→ Written exercise: Scale the data below by rewriting every line in full and leaving all text unchanged, except that each bounding-box coordinate in the answer arrays is multiplied by 0.55. Round each result to a whole number, with halves rounded up.

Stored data
☆ ☆ ☆ ☆
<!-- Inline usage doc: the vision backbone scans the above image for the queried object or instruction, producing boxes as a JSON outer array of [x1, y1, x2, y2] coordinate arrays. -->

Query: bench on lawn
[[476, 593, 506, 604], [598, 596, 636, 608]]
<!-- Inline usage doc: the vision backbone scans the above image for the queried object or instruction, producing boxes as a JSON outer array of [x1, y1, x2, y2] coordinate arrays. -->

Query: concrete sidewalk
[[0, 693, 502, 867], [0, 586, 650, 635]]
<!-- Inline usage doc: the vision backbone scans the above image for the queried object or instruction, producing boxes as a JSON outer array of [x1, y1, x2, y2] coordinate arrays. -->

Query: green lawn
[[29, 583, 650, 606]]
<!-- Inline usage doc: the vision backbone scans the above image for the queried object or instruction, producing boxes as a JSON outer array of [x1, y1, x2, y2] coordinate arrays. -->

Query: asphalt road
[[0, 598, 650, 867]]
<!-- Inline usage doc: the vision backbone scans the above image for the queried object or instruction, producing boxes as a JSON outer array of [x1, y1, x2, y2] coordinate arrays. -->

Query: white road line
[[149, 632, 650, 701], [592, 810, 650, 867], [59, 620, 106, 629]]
☆ ☆ ☆ ☆
→ Solution:
<!-- Inline usage doc: the vision backbone scans the above image for the queried object or instruction, producing boxes as a JSON outer array of [x1, y1, x2, y2] coordinate arrays. -->

Query: bench on lawn
[[262, 326, 278, 332], [329, 328, 350, 334]]
<!-- Inline usage doc: the vision backbone scans the above image for the queried object or instruction, producing boxes as a JSON outer array of [x1, y1, x2, y2] coordinate arrays. -->

Query: concrete sidewalk
[[0, 381, 276, 477], [0, 322, 358, 349]]
<!-- Inline usage doc: the vision backbone scans the above image for the queried object or instruction, producing boxes as a JSON outer array of [x1, y1, x2, y2] coordinate arrays. -->

Query: green lawn
[[16, 321, 358, 333]]
<!-- Inline usage doc: the vision backbone scans the above image for the queried object or instruction, producing boxes as a JSON outer array of [x1, y1, x2, y2] coordinate arrays. -->

Query: asphalt road
[[0, 329, 358, 477]]
<!-- Inline usage doc: the vision backbone scans the above image for the queried object or instruction, producing boxes as a JSON outer array of [x1, y1, x2, y2] coordinate arrays. -->

Query: white road line
[[82, 348, 358, 386], [326, 446, 358, 477], [32, 341, 58, 346]]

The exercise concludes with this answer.